------ TEXTO PROPORCIONADO

Entonces, un sábado bien temprano en la mañana cuando todos dormían, decidí tener mi encuentro a solas con el frascote. Recuerdo claramente que estaba en una de las 5-6 habitaciones de infancia que tuve, y que después de haberme cansado de jugar sola esperando que todos se despertaran, con el frasco entre las piernas y un poquito de susto, me armé de valor y decidí abrirlo, sacar el algodón y sin espera, acercarlo a mi nariz y aspirar fuerte, muy fuerte, como los adultos en las películas que no me dejaban ver.

------------

PARTES DEL EJERCICIO:
1. En el relato del frasco, ¿qué día de la semana ocurre el encuentro a solas con el frascote?
2. Reproduzca sin cambios el pasaje del relato del frasco que empieza con las palabras que contienen "Entonces, un sábado" y termina con "me dejaban ver.".
Conteste basándose únicamente en el texto proporcionado.

------ DATOS PARA EXAMINAR

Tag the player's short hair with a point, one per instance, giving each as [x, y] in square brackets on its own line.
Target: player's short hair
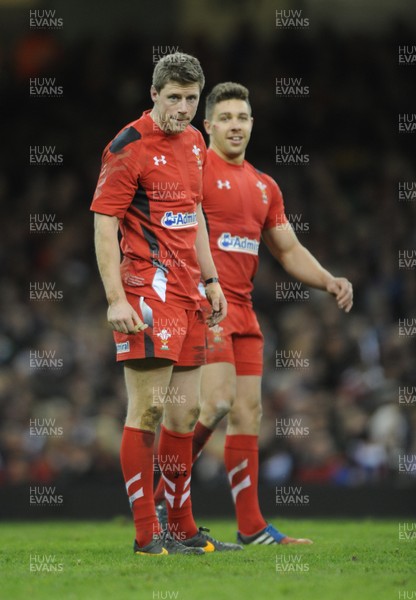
[178, 67]
[225, 91]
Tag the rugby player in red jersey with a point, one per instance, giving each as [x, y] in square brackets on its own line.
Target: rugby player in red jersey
[242, 206]
[150, 189]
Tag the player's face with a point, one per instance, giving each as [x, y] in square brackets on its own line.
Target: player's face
[230, 129]
[175, 106]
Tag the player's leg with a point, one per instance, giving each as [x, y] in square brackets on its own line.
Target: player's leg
[148, 370]
[241, 453]
[181, 410]
[175, 445]
[136, 454]
[218, 387]
[218, 392]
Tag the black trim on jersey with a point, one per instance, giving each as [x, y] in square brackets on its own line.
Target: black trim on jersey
[151, 239]
[149, 347]
[141, 201]
[206, 219]
[127, 136]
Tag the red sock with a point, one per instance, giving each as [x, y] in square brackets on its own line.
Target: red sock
[201, 436]
[175, 463]
[136, 456]
[241, 457]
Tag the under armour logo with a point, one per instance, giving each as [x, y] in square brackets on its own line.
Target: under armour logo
[222, 184]
[161, 159]
[262, 187]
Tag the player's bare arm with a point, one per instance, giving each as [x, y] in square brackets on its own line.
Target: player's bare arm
[121, 315]
[213, 290]
[301, 264]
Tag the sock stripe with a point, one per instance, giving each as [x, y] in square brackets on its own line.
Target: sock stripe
[240, 486]
[237, 469]
[169, 482]
[132, 480]
[138, 494]
[184, 498]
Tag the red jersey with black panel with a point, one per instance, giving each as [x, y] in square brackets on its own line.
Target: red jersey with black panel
[152, 182]
[239, 202]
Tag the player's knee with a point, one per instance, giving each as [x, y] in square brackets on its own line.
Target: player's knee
[246, 415]
[183, 421]
[219, 405]
[193, 417]
[151, 418]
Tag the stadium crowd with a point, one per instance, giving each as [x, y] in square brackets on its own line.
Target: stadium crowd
[347, 407]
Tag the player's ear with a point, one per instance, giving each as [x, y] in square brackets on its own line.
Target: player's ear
[154, 93]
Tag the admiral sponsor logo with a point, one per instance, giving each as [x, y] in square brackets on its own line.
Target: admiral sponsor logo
[235, 243]
[291, 87]
[123, 347]
[160, 160]
[407, 55]
[407, 122]
[291, 19]
[407, 190]
[407, 395]
[179, 220]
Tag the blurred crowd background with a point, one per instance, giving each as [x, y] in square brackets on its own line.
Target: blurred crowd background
[348, 395]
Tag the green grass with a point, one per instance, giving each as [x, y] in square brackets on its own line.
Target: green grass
[350, 560]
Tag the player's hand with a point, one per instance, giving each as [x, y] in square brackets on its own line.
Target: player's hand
[218, 303]
[123, 318]
[341, 288]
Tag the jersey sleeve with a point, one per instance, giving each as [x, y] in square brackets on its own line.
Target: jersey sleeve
[276, 215]
[117, 182]
[202, 145]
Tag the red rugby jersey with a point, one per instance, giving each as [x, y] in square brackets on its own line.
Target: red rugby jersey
[152, 182]
[239, 202]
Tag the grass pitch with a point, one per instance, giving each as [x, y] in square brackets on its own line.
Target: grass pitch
[77, 560]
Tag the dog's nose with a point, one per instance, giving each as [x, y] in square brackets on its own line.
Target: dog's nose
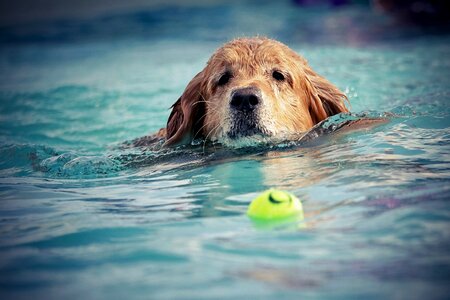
[245, 99]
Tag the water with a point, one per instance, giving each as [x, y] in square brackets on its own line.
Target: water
[81, 218]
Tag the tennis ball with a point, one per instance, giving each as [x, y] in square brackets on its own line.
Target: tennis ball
[275, 205]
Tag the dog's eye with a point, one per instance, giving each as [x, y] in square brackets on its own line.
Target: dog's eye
[224, 79]
[278, 75]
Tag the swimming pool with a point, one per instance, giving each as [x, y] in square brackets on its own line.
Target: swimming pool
[80, 218]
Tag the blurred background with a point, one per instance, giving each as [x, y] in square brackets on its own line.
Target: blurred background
[82, 219]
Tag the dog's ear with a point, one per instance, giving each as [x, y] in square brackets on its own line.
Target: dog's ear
[325, 99]
[187, 113]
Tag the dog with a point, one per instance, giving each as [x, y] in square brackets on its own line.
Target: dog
[251, 90]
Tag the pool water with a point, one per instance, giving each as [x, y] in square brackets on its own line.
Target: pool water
[81, 218]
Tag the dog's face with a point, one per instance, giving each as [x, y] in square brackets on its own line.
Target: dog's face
[252, 89]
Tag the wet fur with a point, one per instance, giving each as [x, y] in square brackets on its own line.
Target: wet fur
[292, 106]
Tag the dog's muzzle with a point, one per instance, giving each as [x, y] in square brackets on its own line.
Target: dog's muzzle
[244, 112]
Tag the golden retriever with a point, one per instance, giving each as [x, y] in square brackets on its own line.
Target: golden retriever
[252, 89]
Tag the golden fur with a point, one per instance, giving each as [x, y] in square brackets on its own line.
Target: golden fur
[287, 106]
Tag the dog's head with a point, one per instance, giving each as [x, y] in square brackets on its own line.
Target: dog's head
[252, 88]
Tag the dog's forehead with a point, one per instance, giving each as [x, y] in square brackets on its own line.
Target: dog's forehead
[253, 51]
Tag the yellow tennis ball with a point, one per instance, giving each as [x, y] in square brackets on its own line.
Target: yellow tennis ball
[275, 205]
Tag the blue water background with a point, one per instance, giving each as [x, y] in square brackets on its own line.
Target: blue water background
[82, 219]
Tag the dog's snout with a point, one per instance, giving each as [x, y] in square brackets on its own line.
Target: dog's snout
[246, 99]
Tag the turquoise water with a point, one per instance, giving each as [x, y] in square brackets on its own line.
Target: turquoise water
[82, 219]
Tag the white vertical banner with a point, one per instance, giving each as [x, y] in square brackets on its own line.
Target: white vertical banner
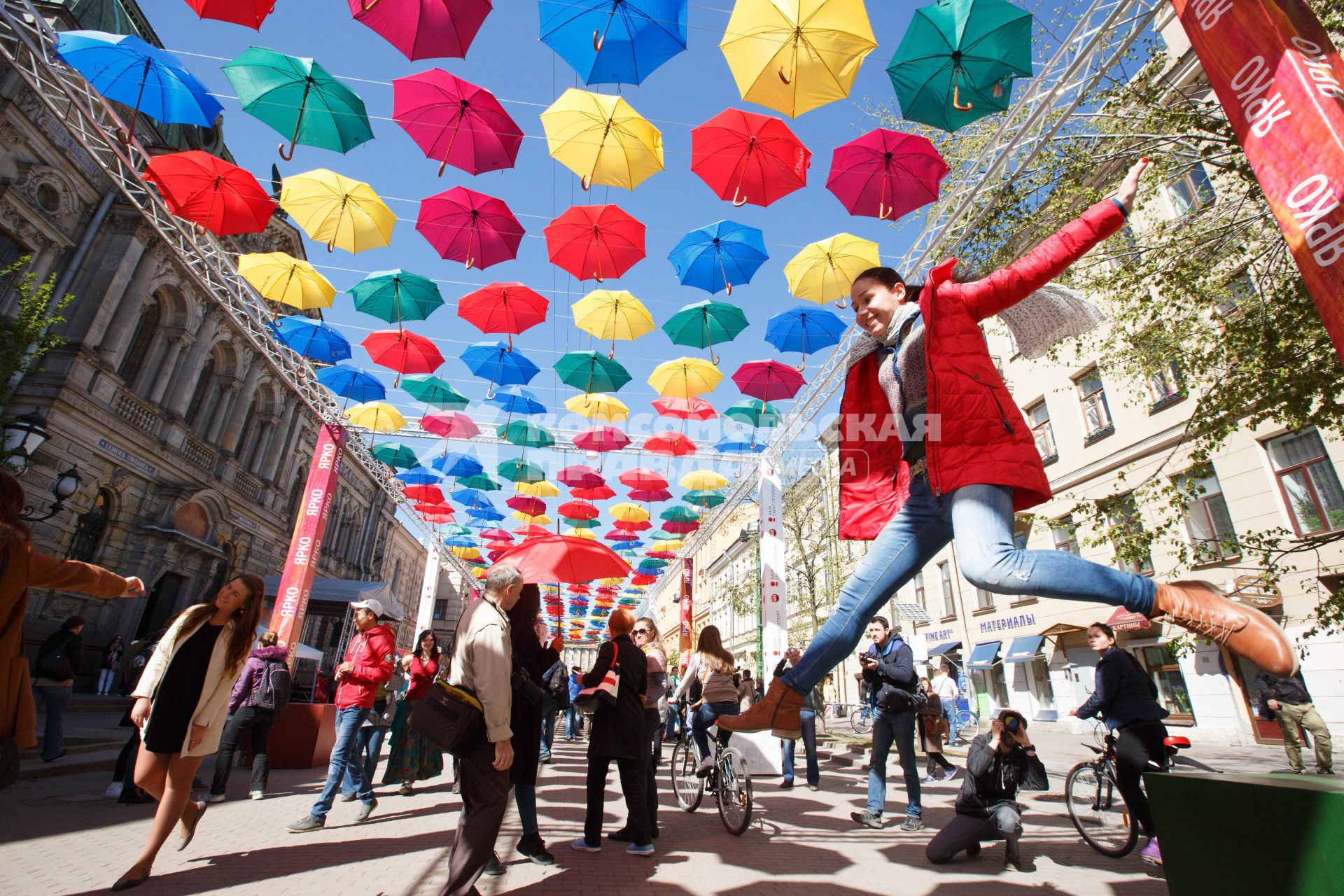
[774, 608]
[429, 592]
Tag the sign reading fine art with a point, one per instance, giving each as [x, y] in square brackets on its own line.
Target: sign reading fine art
[296, 582]
[774, 609]
[1282, 88]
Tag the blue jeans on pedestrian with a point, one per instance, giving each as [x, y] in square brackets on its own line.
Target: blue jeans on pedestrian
[981, 517]
[808, 722]
[343, 752]
[892, 729]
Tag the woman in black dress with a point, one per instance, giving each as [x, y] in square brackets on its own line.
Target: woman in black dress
[182, 703]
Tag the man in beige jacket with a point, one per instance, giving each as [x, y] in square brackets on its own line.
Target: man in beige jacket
[483, 663]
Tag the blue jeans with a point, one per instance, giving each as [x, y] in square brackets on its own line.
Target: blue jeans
[981, 517]
[808, 722]
[343, 762]
[888, 729]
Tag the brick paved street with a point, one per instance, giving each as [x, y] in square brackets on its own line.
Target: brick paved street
[61, 836]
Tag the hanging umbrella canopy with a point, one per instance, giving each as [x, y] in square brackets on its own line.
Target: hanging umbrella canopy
[615, 41]
[280, 277]
[470, 227]
[825, 270]
[958, 61]
[210, 192]
[397, 296]
[720, 255]
[456, 121]
[424, 29]
[337, 211]
[300, 99]
[746, 158]
[603, 140]
[794, 55]
[886, 174]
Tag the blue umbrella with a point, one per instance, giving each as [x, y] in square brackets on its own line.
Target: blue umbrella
[311, 339]
[150, 80]
[353, 383]
[720, 255]
[615, 41]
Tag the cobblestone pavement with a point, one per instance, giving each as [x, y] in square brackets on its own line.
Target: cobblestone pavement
[62, 836]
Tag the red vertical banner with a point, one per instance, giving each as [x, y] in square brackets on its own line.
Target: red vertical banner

------------

RESPUESTAS EN ORDEN:
1. Un sábado, bien temprano en la mañana.

2.
Entonces, un sábado bien temprano en la mañana cuando todos dormían, decidí tener mi encuentro a solas con el frascote. Recuerdo claramente que estaba en una de las 5-6 habitaciones de infancia que tuve, y que después de haberme cansado de jugar sola esperando que todos se despertaran, con el frasco entre las piernas y un poquito de susto, me armé de valor y decidí abrirlo, sacar el algodón y sin espera, acercarlo a mi nariz y aspirar fuerte, muy fuerte, como los adultos en las películas que no me dejaban ver.